◆ What to do:
1: Please write out the article on the Marshall Plan for Moms word for word, starting at "The company, with" and ending at "industry’s gender gap.".
2: Carry the article on the Marshall Plan for Moms forward from its last sentence.

◆ Page text:

A Marshall Plan for Moms Denotes Urgent Need for Child Care Policies

Taking a cue from the Marshall Plan, a post-World War II program enacted by the United States to help a devastated Europe get back on its feet, the founder of Girls Who Code is making the case for a comparable solution-oriented and fast-action approach to child care problems in the wake of COVID.

By Sandra Guy, SWE Contributor

Virginia Davis — mom to a 2-year-old and a 4-year-old — has declared herself a warrior in the fight for women to have fair, generous, employer-sponsored child care benefits so moms can succeed in work and in their personal lives.

“It has become a big passion of mine,” said Davis, vice president of employee experience for consumer financial services company Synchrony.

The company, with 18,000 employees, is among the first to sign on to the National Business Coalition for Child Care, launched by the nonprofit Marshall Plan for Moms. The Marshall Plan offers a playbook for businesses but allows companies leeway to enact their own child care and mom-supportive policies.

The Marshall Plan for Moms, launched in January 2021, also started from a mom’s outrage. Reshma Saujani, J.D., CEO and founder of the organization, had founded Girls Who Code 10 years ago to help close the tech industry’s gender gap.

◆ Extracted records:

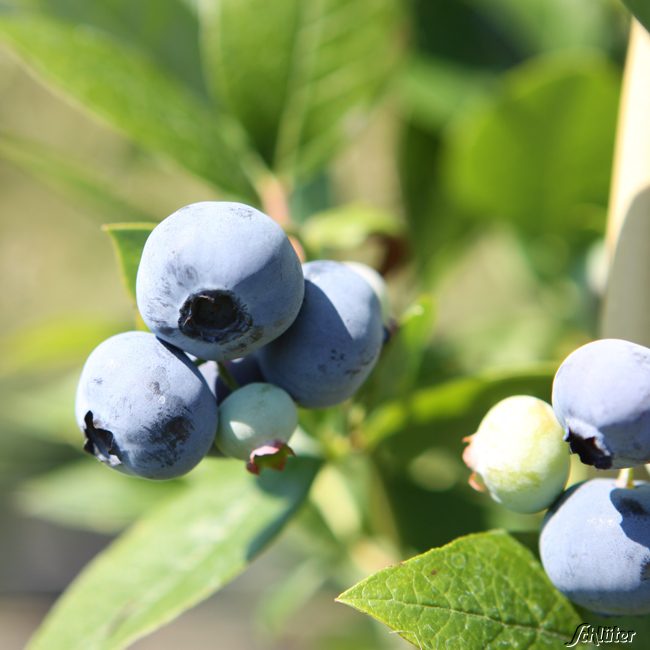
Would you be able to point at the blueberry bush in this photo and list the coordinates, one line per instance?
(385, 264)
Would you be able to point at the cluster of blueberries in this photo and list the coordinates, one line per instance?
(240, 332)
(595, 538)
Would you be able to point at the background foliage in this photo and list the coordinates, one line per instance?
(462, 147)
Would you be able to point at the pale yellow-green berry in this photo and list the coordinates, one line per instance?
(255, 416)
(519, 455)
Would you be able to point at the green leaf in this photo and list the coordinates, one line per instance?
(125, 89)
(433, 90)
(539, 153)
(479, 591)
(544, 25)
(128, 241)
(443, 414)
(108, 502)
(324, 63)
(68, 178)
(178, 555)
(396, 372)
(44, 411)
(147, 25)
(284, 601)
(55, 345)
(641, 11)
(347, 227)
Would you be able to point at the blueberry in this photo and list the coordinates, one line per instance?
(378, 285)
(333, 344)
(518, 454)
(601, 396)
(218, 280)
(144, 407)
(595, 546)
(256, 419)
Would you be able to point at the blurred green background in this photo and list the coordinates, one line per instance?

◆ Per-task outputs:
1:
The company, with 18,000 employees, is among the first to sign on to the National Business Coalition for Child Care, launched by the nonprofit Marshall Plan for Moms. The Marshall Plan offers a playbook for businesses but allows companies leeway to enact their own child care and mom-supportive policies.

The Marshall Plan for Moms, launched in January 2021, also started from a mom’s outrage. Reshma Saujani, J.D., CEO and founder of the organization, had founded Girls Who Code 10 years ago to help close the tech industry’s gender gap.

2:
“In the middle of the pandemic, I was raising a newborn and a kindergartner,” said Saujani, a Yale-educated attorney, political organizer, and, 12 years ago, the first Indian American woman to run for the U.S. Congress. Her two sons are now ages 2 and 7.

She kept working 16 hours a day during the COVID pandemic because the Girls Who Code programs had been based in schools, colleges, and companies that shut down. “We had to revamp all of our programming from scratch,” Saujani said. At the same time, she had to work with her own staff, which consists largely of parents of young children.

“We need employers to do their part to rebuild the workplace from the ground up, with gender equity embedded in the foundation. And we need, as a society, to value women’s labor, at work and at home.”

–Reshma Saujani, J.D., CEO and founder, Marshall Plan for Moms; founder, Girls Who Code; author

“I saw that 11 million women had been pushed out of the workforce [during COVID],” she said. “I started thinking, ‘What’s the plan to help these women get back to work?’ There was no organization to oversee this.”

Saujani said she started the Marshall Plan to advocate expanded child care, gender-neutral paid leave, and ending the motherhood penalty, the latter denoting that women can be stereotyped as less dedicated or qualified after they become mothers.

About 113 million women ages 25–54 with partners and small children were out of the global workforce in 2020, including more than 2 million mothers who left the workforce during the pandemic, according to the International Labour Organization.

And in the United States, there are 74,000 fewer child care workers now than before the pandemic.

Child care advocacy can start in the workplace

Davis, who works out of her employer Synchrony’s Charlotte, North Carolina, office, said she was motivated to become an advocate for working mothers because of the injustice of “women having to pick between their careers and taking care of their families.”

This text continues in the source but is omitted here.